BEGIN

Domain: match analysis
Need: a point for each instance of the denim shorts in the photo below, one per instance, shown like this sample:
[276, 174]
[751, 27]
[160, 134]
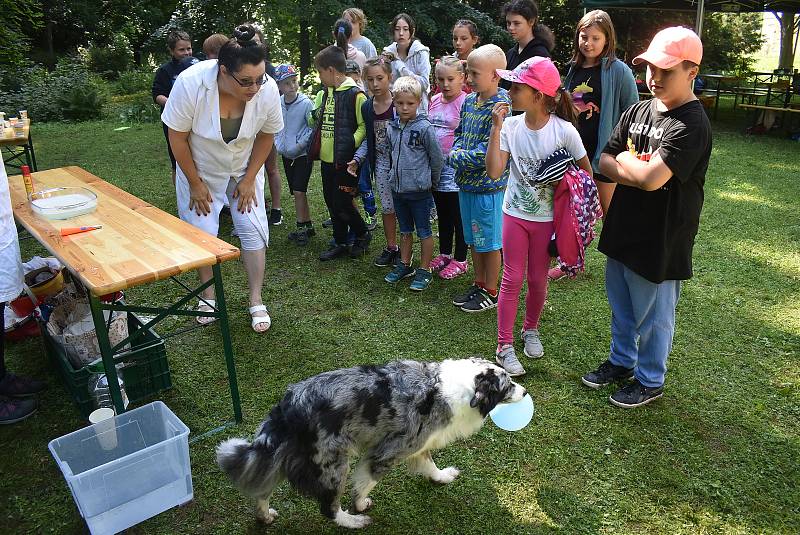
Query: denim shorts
[413, 210]
[482, 219]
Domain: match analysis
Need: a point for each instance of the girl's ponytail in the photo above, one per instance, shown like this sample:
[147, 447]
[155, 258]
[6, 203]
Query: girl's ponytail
[342, 31]
[563, 106]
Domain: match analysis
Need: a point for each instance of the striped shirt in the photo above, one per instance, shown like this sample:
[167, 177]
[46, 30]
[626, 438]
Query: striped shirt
[468, 156]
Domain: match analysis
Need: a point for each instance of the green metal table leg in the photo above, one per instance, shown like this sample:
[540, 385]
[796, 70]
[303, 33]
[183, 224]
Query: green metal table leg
[226, 343]
[105, 351]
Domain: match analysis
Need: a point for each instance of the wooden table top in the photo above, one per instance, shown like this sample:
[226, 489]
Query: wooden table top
[7, 135]
[138, 243]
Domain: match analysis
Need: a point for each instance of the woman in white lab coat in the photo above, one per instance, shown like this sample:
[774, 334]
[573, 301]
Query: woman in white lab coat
[222, 116]
[15, 391]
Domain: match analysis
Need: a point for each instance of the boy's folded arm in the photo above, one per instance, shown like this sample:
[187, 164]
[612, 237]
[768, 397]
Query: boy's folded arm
[627, 169]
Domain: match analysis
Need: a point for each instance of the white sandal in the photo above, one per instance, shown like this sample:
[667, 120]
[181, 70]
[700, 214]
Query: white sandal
[206, 305]
[259, 320]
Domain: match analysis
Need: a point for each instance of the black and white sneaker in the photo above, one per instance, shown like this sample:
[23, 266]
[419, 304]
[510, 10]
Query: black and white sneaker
[481, 301]
[635, 394]
[467, 296]
[606, 373]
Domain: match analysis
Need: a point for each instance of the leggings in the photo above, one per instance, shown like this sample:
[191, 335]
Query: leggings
[344, 215]
[523, 242]
[449, 211]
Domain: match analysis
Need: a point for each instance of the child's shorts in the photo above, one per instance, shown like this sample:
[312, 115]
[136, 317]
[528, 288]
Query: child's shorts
[413, 210]
[298, 172]
[482, 219]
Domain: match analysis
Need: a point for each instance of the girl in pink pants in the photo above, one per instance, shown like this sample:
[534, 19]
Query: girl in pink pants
[539, 145]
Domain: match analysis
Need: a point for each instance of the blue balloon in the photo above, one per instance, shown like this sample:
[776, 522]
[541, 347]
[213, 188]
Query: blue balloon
[513, 416]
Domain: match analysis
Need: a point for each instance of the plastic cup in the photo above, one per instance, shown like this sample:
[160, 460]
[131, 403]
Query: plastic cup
[104, 425]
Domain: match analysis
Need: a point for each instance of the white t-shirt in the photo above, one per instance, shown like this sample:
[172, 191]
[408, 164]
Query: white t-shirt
[527, 148]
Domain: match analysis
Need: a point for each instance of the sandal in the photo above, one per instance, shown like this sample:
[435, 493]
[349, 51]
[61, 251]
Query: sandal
[439, 263]
[256, 321]
[206, 305]
[453, 269]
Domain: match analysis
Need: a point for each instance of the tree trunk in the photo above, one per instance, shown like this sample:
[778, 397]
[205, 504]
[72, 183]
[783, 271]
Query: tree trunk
[786, 58]
[305, 49]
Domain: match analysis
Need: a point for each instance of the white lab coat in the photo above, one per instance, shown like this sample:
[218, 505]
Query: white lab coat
[11, 275]
[193, 107]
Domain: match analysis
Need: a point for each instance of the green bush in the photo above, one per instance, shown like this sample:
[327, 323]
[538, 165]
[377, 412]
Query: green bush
[69, 92]
[109, 59]
[132, 82]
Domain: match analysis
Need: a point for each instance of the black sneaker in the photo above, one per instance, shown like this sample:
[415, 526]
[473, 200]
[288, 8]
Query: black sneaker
[605, 374]
[481, 301]
[387, 258]
[335, 251]
[361, 245]
[635, 394]
[17, 386]
[467, 296]
[275, 217]
[16, 410]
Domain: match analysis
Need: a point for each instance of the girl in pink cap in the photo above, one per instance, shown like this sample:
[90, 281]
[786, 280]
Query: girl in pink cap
[539, 145]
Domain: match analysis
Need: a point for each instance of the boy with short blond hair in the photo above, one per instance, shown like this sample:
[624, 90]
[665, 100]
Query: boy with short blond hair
[480, 197]
[658, 155]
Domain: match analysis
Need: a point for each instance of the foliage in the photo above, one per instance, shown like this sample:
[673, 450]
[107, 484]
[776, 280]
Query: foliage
[69, 92]
[19, 18]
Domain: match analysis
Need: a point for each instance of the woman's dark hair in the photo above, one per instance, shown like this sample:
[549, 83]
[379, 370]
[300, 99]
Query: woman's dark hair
[331, 56]
[412, 27]
[242, 49]
[342, 30]
[527, 9]
[177, 35]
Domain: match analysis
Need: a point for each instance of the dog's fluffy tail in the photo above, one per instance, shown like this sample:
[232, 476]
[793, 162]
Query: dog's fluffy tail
[249, 465]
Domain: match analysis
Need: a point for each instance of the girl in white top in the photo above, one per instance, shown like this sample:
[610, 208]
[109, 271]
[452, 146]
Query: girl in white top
[222, 117]
[356, 17]
[408, 56]
[526, 141]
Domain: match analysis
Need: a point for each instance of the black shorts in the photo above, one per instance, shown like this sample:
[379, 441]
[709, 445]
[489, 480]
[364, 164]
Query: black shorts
[298, 172]
[169, 149]
[602, 178]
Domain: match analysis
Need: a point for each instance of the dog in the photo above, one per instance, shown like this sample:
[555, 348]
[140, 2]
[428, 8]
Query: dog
[390, 413]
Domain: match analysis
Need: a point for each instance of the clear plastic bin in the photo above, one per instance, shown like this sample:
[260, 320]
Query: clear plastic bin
[119, 481]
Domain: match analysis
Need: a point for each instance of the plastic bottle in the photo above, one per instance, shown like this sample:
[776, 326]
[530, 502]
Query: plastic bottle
[98, 387]
[28, 179]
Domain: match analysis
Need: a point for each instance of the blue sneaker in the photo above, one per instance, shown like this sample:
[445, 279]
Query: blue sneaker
[422, 278]
[401, 271]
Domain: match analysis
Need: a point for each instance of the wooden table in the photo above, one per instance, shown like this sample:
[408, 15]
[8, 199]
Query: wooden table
[138, 244]
[719, 78]
[18, 147]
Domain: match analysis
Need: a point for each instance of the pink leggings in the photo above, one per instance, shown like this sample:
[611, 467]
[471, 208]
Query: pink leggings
[524, 242]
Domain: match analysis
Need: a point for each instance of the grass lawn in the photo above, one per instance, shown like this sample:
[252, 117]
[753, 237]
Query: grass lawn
[718, 453]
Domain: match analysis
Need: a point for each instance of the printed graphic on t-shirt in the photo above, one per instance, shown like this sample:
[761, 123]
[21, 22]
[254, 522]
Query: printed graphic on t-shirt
[522, 198]
[581, 104]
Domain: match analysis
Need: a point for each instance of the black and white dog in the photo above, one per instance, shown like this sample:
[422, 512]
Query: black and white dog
[391, 413]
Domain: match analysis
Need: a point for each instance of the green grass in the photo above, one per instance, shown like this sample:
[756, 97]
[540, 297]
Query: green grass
[717, 454]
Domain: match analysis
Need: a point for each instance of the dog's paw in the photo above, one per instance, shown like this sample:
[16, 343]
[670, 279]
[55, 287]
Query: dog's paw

END

= Aim of the task =
Quote the data exactly, leaving every image out of the copy.

= Exercise result =
Domain: match analysis
Need: a point for each instance of the denim shorts in the photo below, one per instance, shown like this sample:
[276, 174]
[751, 27]
[160, 134]
Query: denim shorts
[413, 210]
[482, 219]
Domain: match analysis
Need: a point for each instance of the girl's ponytail in the photo above, one per instance, shown like this sample:
[147, 447]
[155, 258]
[6, 203]
Query: girl's ponytail
[342, 31]
[563, 106]
Domain: match analysis
Need: a point for each instance of the striped shirt in the photo above, one per instance, shown like this sample:
[167, 177]
[46, 30]
[626, 438]
Query: striped shirt
[468, 156]
Domain: match analysis
Need: a point for each instance of the green metal table leg in the photo above, one per instance, shown like this sample:
[540, 385]
[796, 70]
[303, 33]
[183, 224]
Query: green metal table leg
[226, 343]
[105, 351]
Domain: match analysis
Need: a point for each instance of the wooden table top in the photo above, one per instance, shown like this sample:
[226, 489]
Query: wooden table top
[7, 135]
[138, 243]
Domain: match analysis
Need: a point for each instance of the woman in white lab coat in the photo above, one per instance, shown like this sample:
[774, 334]
[573, 301]
Query: woman in white lab coat
[222, 116]
[15, 391]
Domain: match analysis
Need: a point for each instance of the boy's folded arm in the photo above, one per instance, shown like this sample:
[187, 164]
[612, 237]
[768, 397]
Query: boy's folded arm
[627, 169]
Domain: match analysis
Need: a point for each instance of the white sandal in the photo above, one per instance, shown like this sample:
[667, 120]
[181, 70]
[700, 214]
Query: white sandal
[206, 305]
[259, 320]
Domain: match analysis
Need: a point for each instance of the black and white sneaker in the photo above, one per instance, shown like this sample:
[23, 266]
[419, 304]
[510, 10]
Query: black and white sneaker
[481, 301]
[635, 394]
[467, 296]
[606, 373]
Domain: match analysis
Need: a point for each instance of the leggings in the photo above, one per instance, shown like this sample:
[191, 335]
Query: leggings
[344, 215]
[523, 242]
[449, 211]
Domain: match analysis
Need: a point for each instance of the child's shorts in the photo above, one per instance, shown like this sample:
[312, 115]
[136, 317]
[528, 288]
Query: child's shorts
[413, 210]
[298, 172]
[482, 219]
Domain: match analysis
Need: a point for each instance of the girl in pink pants in the photo above, one per instance, shown like this sample:
[534, 19]
Query: girl in pink pants
[539, 145]
Domain: match analysis
Need: a point for each instance of the blue balloon in the photo above, one per instance, shown like this sample:
[776, 522]
[541, 347]
[213, 188]
Query: blue balloon
[513, 416]
Domain: match analysis
Need: a point for each instance of the plastic cup in the photo above, one per instance, shown like this sample:
[160, 460]
[131, 403]
Query: plastic cup
[104, 425]
Domain: match analysis
Need: a point for each instance of the white t-shirt in the photo above, one per instance, shown like this sample:
[172, 191]
[408, 164]
Query: white t-shirt
[527, 148]
Domain: match analysis
Need: a point for each instance of the sandal in the photo above, one per instance, shown like this sample:
[435, 493]
[349, 51]
[61, 251]
Query: sandal
[439, 263]
[256, 321]
[206, 305]
[453, 269]
Domain: match analysis
Need: a point for each instance of the tree trunk in the photo above, one per instance, shown like this sample:
[778, 397]
[205, 504]
[72, 183]
[783, 271]
Query: tree trunk
[786, 58]
[305, 49]
Domain: match analysis
Need: a point for each instance of the white lab coat in the photo above, one per instance, shown like this sample:
[218, 505]
Query: white lab coat
[11, 275]
[193, 107]
Domain: match analysis
Need: a point for each instance of the green bush in the photo above, one per instance, shown like this sample:
[327, 323]
[538, 165]
[377, 412]
Query: green bush
[69, 92]
[109, 59]
[132, 82]
Domain: match analysis
Need: a point for each instance of the black sneaker in the photo above, one per instance, shown like this sample:
[415, 526]
[473, 200]
[288, 8]
Query: black sneaker
[605, 374]
[481, 301]
[387, 258]
[335, 251]
[361, 245]
[635, 394]
[17, 386]
[467, 296]
[275, 217]
[16, 410]
Domain: match analysis
Need: a point for each instance of the girl in pink cap in the photo above, one per instance, shown like this sample:
[90, 281]
[786, 280]
Query: girl in pink cap
[539, 145]
Domain: match analysis
Need: a point for each instance of the boy with short blond hair in the photo above, one per instance, shown like this sample:
[624, 90]
[665, 100]
Query: boy with short blond hair
[480, 197]
[658, 155]
Domain: match analysis
Need: a point for each instance of the foliage in the photo above, one per instance, shown like this sample:
[673, 450]
[107, 484]
[776, 280]
Query: foliage
[69, 92]
[19, 18]
Domain: match analysis
Need: a point for each instance of the woman's dark hair in the photo above, one per instance, shown like this sample:
[549, 83]
[379, 370]
[300, 99]
Query: woman's dark hair
[331, 56]
[412, 27]
[242, 49]
[342, 30]
[527, 9]
[177, 35]
Domain: match analysis
Need: a point for each instance of the dog's fluffy tail in the photo above, one per instance, shown like this sample:
[232, 476]
[793, 162]
Query: dog's fluffy tail
[249, 465]
Domain: match analysis
Need: a point for each instance of the girl in white top in the photo above, one per instance, shown like this sample:
[610, 208]
[109, 271]
[452, 146]
Query: girl in white top
[222, 117]
[356, 17]
[408, 56]
[526, 141]
Domain: match analysis
Need: a point for each instance of the black shorts in the photo above, one per instance, shown like this sample:
[379, 441]
[709, 445]
[489, 480]
[364, 164]
Query: black shorts
[298, 172]
[169, 149]
[602, 178]
Domain: match analysis
Need: a point for each instance of the dog in the photo above, one per instance, shown like this sample:
[555, 348]
[140, 2]
[428, 8]
Query: dog
[390, 413]
Domain: match analysis
Need: a point for each instance of the clear plastic bin in the photo above, one per instance, shown like this sample:
[260, 320]
Query: clear plastic bin
[119, 481]
Domain: match analysis
Need: a point for each instance of the plastic bottle in the photo above, one per instance, shown like this sample:
[776, 326]
[530, 502]
Query: plastic bottle
[98, 387]
[28, 179]
Domain: match analysis
Need: a point for each instance of the blue sneaker in the photo above, one per instance, shown like this sample:
[445, 279]
Query: blue sneaker
[422, 278]
[401, 271]
Domain: match analysis
Need: a point for each instance of the wooden table in the photo above, one per instance, shown like this sample:
[408, 15]
[8, 199]
Query: wooden table
[138, 244]
[719, 78]
[18, 147]
Domain: match analysis
Need: a point for each instance of the pink leggings in the photo above, one per instance, shown like this sample:
[611, 467]
[471, 208]
Query: pink leggings
[524, 242]
Domain: match analysis
Need: a point for each instance of the grass lawn in the photo above, one per instance, shown like this sample:
[252, 117]
[753, 237]
Query: grass lawn
[718, 453]
Domain: match analysis
Need: a point for each instance of the printed graphic on t-shirt in the photo above, one per instance, shown like this sample:
[761, 123]
[21, 22]
[254, 522]
Query: printed graphic on t-shirt
[522, 198]
[581, 104]
Domain: match analysis
Need: a point for each instance of the black and white dog in the photo above, one per instance, shown like this sample:
[422, 512]
Query: black and white dog
[391, 413]
Domain: match analysis
Need: a point for each instance of the green grass in the photo above, one per instance, shown like this sample:
[756, 97]
[540, 297]
Query: green grass
[717, 454]
Domain: match analysis
Need: a point for each instance of the dog's paw in the photo above, one per instance, shown like this sample:
[16, 343]
[670, 279]
[55, 287]
Query: dog's paw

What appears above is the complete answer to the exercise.